やるべきこと:
1) 社会福祉士へのインタビューをもとに、次の問いに答えよ。
(a) 加世田さんがトライアスロンを始めたのは何年前か。
(b) 加世田さんは大会で常に何位内に入っているか。
(c) 加世田さんが社会福祉士とあわせて取った資格は何か。
2) 次の各文が社会福祉士へのインタビューの内容と合っているかを答え、判断の根拠となる本文の語句をそのまま引用せよ。
(a) 加世田さんは地域医療連携室で働いている。
(b) 社会福祉士は高齢者の相談だけを受ける職種である。
(c) 前編ではトライアスロンについて語られる。

文書の抜粋:
==========
社会福祉士インタビュー「仕事もプライベートも全力投球」 ―種子島医療センターの希望を繋ぐスターたち―<前編>

関わった方たちが笑顔になっていく。それがこの仕事のやりがいです。

 

地域医療連携室で社会福祉士・精神保健福祉士として働く加世田和博さんは、16年前からトライアスロンを始め、毎年、九州管内で行われる大会に参加しています。年を追うごとに自身の記録を更新し、元オリンピアン、国体選手などのトップアスリートも参戦する中、常に60~100位内に入る有名人。すべてに全力投球の加世田さんに、仕事、トライアスロン、種子島で暮らす魅力についてうかがいました。前編では、社会福祉士の仕事について語っていただきます。

 

 

―― 地域医療連携室で社会福祉士・精神保健福祉士としてご活躍ですが、具体的にはどのようなお仕事をされているのですか。

入院、外来患者さんの相談援助、介護申請や障害支援、がん相談、入退院調整、他医療機関・介護支援事業所・施設との連携などが主な仕事ですが、毎日、想定外の相談や援助もあって業務は多岐に渡ります。

 

社会福祉士は、高齢者だけではなく老若男女問わず様々な分野の相談に乗り、相談、援助、調整を通して相談者の解決に導くことができる専門職種です。さらに病院業務を行う上で精神的な障害を抱えている人の退院後の支援なども重要な役割であると感じ、精神保健福祉士の資格を取りました。

 

―― このお仕事を選んだ理由をお聞かせください。
==========
出典情報:
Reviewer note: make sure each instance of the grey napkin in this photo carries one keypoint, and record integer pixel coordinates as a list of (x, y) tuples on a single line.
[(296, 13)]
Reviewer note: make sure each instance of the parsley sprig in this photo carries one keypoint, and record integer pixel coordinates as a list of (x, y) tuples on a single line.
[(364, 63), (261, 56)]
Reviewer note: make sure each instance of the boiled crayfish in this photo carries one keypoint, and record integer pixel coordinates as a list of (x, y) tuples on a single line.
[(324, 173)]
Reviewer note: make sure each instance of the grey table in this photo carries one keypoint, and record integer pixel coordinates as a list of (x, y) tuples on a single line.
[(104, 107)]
==========
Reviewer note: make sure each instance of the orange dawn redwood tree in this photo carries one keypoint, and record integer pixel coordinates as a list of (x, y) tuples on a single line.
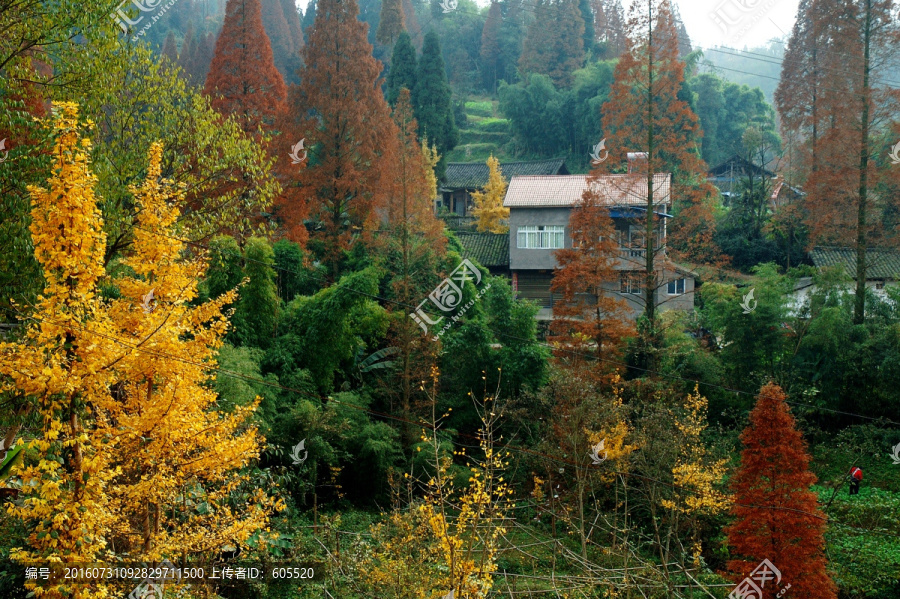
==========
課題ごとの解答:
1)
(a) 16年前である。
(b) 60~100位内である。
(c) 精神保健福祉士の資格である。

2)
(a) はい。「地域医療連携室で社会福祉士・精神保健福祉士として働く加世田和博さんは」とある。
(b) いいえ。「社会福祉士は、高齢者だけではなく老若男女問わず様々な分野の相談に乗り」とある。
(c) いいえ。「前編では、社会福祉士の仕事について語っていただきます」とある。